Provided passage

---+---

# Well guys heres an update.



## Dolphinswin (Nov 17, 2010)

I hunted a farmers land in Mora, MN. His land was fairly large and had what i would say a good coyote area. There was woodlands that entered into fields and more, but there was a few spots with woods on both sides and a field in the middle. Anyways I called but couldn't get anything. I couldnt afford the gas to drive and hour there and a hour back every time so i tried a local WMA and I also failed, lol. Anyways im not deterred and am focused on getting atleast 1 coyote before winter is out. My collection of callls are sceery cottontail distress(which i believe is the worst), Verminator Thumper open reed, and a primos double cottontail closed reed. If you guys have a particular call that works great and will make all the sounds that is needed please tell me. I want to make sure i have a call that will do the correct calls, just to make sure it is always operator failure. Thanks guys and im sure you all will post your number one favorite hand call! :thumb:


----------



## bearhunter (Jan 30, 2009)

like i said before . calling in the daytime in mn sucks. i've been doing it for many years and i still have a hard time. even when i know they are close by. it probably is'nt the sound your making, just that our coyotes here are wired diffently from out west. don't give up. if you can get 1 coyote per 25 stands, you'll be about average


----------



## jonnyr7 (Jan 5, 2010)

Hey at least you have a good area to call. Mora has a decent amount of coyotes. Like Bearhunter said, for some reason they are really hard to call here during the day. Full moon the 21st. That doesn't mean you can't try, but I would stick to last light.

---+---

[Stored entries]
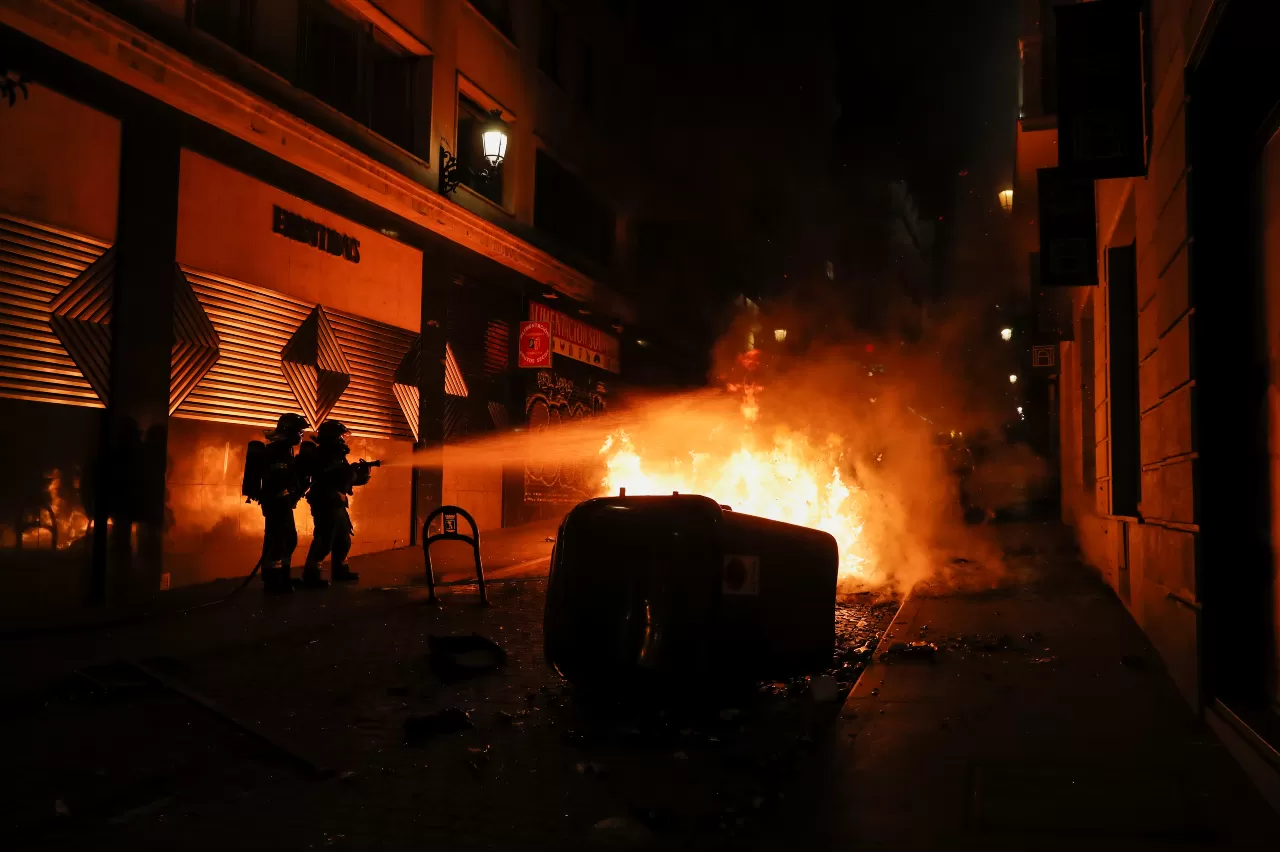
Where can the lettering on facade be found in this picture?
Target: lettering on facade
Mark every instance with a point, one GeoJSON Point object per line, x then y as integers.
{"type": "Point", "coordinates": [312, 233]}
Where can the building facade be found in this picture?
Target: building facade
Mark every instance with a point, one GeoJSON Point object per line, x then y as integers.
{"type": "Point", "coordinates": [1168, 372]}
{"type": "Point", "coordinates": [213, 211]}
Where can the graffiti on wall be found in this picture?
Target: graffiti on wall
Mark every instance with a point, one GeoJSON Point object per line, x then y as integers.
{"type": "Point", "coordinates": [552, 401]}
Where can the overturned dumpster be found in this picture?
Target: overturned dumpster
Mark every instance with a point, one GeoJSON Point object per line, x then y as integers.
{"type": "Point", "coordinates": [677, 588]}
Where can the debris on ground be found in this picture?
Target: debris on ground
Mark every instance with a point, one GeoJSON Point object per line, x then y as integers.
{"type": "Point", "coordinates": [621, 833]}
{"type": "Point", "coordinates": [823, 688]}
{"type": "Point", "coordinates": [420, 726]}
{"type": "Point", "coordinates": [461, 656]}
{"type": "Point", "coordinates": [913, 651]}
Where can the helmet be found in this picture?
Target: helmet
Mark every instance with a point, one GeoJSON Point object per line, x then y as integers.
{"type": "Point", "coordinates": [289, 424]}
{"type": "Point", "coordinates": [332, 430]}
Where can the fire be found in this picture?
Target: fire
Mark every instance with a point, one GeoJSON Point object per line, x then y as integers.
{"type": "Point", "coordinates": [785, 477]}
{"type": "Point", "coordinates": [58, 523]}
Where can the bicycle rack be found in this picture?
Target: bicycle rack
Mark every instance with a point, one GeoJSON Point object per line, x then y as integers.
{"type": "Point", "coordinates": [451, 532]}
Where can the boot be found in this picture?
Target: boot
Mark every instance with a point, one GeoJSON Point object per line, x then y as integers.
{"type": "Point", "coordinates": [277, 582]}
{"type": "Point", "coordinates": [311, 578]}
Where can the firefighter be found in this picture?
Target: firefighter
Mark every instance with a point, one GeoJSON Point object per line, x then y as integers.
{"type": "Point", "coordinates": [280, 487]}
{"type": "Point", "coordinates": [332, 482]}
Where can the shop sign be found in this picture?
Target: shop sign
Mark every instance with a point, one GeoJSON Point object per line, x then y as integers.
{"type": "Point", "coordinates": [312, 233]}
{"type": "Point", "coordinates": [576, 340]}
{"type": "Point", "coordinates": [535, 345]}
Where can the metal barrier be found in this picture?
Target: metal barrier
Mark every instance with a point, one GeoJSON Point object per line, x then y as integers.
{"type": "Point", "coordinates": [451, 532]}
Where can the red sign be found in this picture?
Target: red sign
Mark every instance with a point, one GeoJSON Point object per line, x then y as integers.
{"type": "Point", "coordinates": [535, 345]}
{"type": "Point", "coordinates": [576, 340]}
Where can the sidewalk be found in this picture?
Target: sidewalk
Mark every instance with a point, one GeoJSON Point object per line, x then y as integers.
{"type": "Point", "coordinates": [188, 621]}
{"type": "Point", "coordinates": [534, 766]}
{"type": "Point", "coordinates": [1046, 721]}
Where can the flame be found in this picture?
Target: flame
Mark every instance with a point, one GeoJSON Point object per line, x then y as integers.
{"type": "Point", "coordinates": [58, 524]}
{"type": "Point", "coordinates": [782, 477]}
{"type": "Point", "coordinates": [72, 521]}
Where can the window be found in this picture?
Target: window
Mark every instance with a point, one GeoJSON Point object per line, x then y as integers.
{"type": "Point", "coordinates": [475, 170]}
{"type": "Point", "coordinates": [1123, 361]}
{"type": "Point", "coordinates": [498, 13]}
{"type": "Point", "coordinates": [566, 210]}
{"type": "Point", "coordinates": [353, 69]}
{"type": "Point", "coordinates": [1088, 425]}
{"type": "Point", "coordinates": [391, 106]}
{"type": "Point", "coordinates": [548, 42]}
{"type": "Point", "coordinates": [228, 21]}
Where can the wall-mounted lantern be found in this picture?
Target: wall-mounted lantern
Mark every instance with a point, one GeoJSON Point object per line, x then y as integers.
{"type": "Point", "coordinates": [493, 146]}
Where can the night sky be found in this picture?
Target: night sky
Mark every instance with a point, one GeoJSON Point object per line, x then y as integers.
{"type": "Point", "coordinates": [928, 90]}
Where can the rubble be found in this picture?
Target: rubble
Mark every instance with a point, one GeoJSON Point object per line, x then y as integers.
{"type": "Point", "coordinates": [462, 656]}
{"type": "Point", "coordinates": [823, 688]}
{"type": "Point", "coordinates": [448, 721]}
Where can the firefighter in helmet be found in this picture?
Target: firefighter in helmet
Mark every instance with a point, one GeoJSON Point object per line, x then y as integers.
{"type": "Point", "coordinates": [332, 482]}
{"type": "Point", "coordinates": [282, 487]}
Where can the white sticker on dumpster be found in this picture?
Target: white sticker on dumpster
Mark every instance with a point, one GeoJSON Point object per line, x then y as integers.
{"type": "Point", "coordinates": [741, 575]}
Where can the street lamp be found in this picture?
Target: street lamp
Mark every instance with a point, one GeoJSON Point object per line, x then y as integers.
{"type": "Point", "coordinates": [493, 147]}
{"type": "Point", "coordinates": [493, 140]}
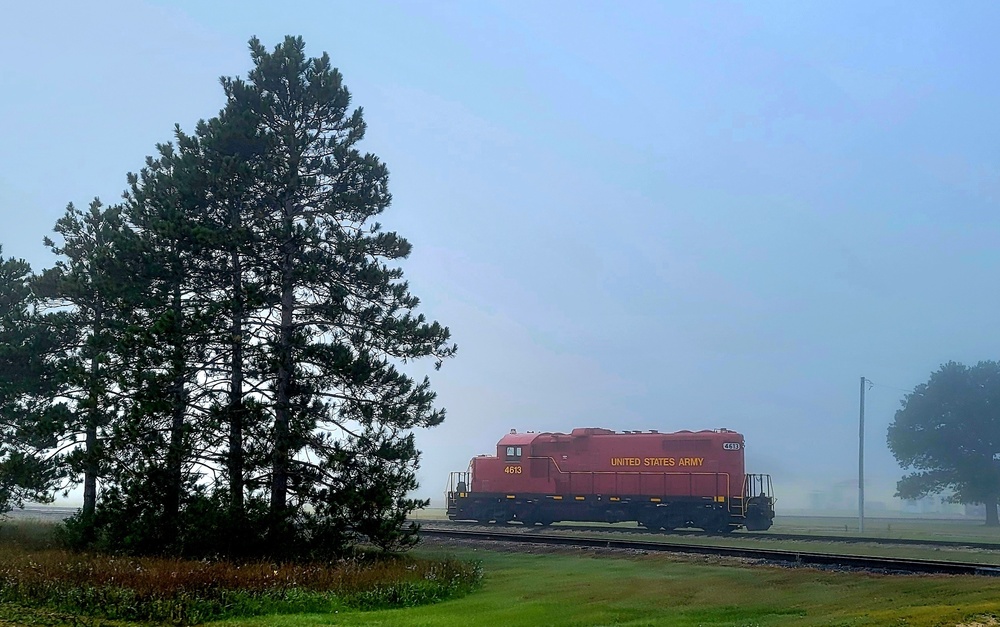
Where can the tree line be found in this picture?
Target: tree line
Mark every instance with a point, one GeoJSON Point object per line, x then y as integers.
{"type": "Point", "coordinates": [217, 358]}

---+---

Directives
1/ Extract every line of the listing that contains the string "overturned", treating uppercase and lowercase letters as distinct.
2/ Extend the forum thread on coyote calling in Minnesota, beginning directly after its final post.

Responses for each task
1/
Where can the overturned dumpster be found in this picture?
Target: overturned dumpster

2/
----------



## Fallguy (Jan 23, 2004)

I don't think one call is any better than the next really. It comes down to what you have confidence in. Kind of like the superstition of wearing the same race day socks in a track meet or your same pregame meal before an athletic contest. With that said, I like the Crit R Call line and the Verminator calls. That is what I use the most I guess. They have worked for me so I just keep using them.


----------



## Dolphinswin (Nov 17, 2010)

Whats your favorite call bear hunter, johnny? Also, What is this full-moon hunting... you hunt at night or what? All i know is my setup isnt top notch, I have a remmington model 7600 with a cheap tasco scope. I dont have any night lights or whatever they are called. Anyways im just looking for a good cotton tail distress call that will make the correct noises. what about red river bandit?


----------



## bearhunter (Jan 30, 2009)

Dolphin, your making it way harder than you need to. if you have the calls you mentioned, they should all work. i have a bunch of different kinds and found no one the best. just gotta get a coyote in the right mood. i think our minn. coyotes are liberal democrats. :bart: !!. very moody


----------



## Dolphinswin (Nov 17, 2010)

I am probably making it harder than it is, its just to me my calls dont sound that good, atleast if i were a coyote. I just need a particular name of 1 call i can get for christmas lmao. besides that all is good, But nobody responded to my ? about full moon hunting?


----------



## bearhunter (Jan 30, 2009)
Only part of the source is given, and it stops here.